■ Data for this exercise:
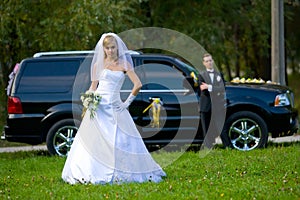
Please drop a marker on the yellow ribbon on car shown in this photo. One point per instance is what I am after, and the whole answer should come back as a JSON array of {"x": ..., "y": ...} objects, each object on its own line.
[
  {"x": 195, "y": 78},
  {"x": 156, "y": 108}
]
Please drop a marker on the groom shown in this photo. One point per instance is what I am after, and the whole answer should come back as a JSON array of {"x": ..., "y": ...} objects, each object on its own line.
[{"x": 212, "y": 108}]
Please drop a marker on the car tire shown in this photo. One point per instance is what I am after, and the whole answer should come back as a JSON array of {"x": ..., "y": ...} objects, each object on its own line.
[
  {"x": 60, "y": 136},
  {"x": 245, "y": 131}
]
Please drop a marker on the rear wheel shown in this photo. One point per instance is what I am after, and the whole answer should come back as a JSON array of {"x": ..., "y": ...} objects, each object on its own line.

■ Exercise goal: Copy only this span: the line that contains "Please drop a marker on the groom", the last line, and every line between them.

■ Task output:
Please drop a marker on the groom shown in this photo. One point per instance is what I am after, and the whole answer should come back as a JSON array of {"x": ..., "y": ...} objects, each object on its own line.
[{"x": 212, "y": 108}]
Please drop a marker on the car tire shown in this photo. One point per instance is what I am after, and the whole answer should come back as a JSON array of {"x": ..., "y": ...} objects, each object on its own line.
[
  {"x": 60, "y": 136},
  {"x": 245, "y": 131}
]
Please drop a marker on the rear wheel shown in this photo. One point per instance is what I am after, and the whole answer should come back as a JSON array of {"x": ..., "y": ...} objects, each object on its own line.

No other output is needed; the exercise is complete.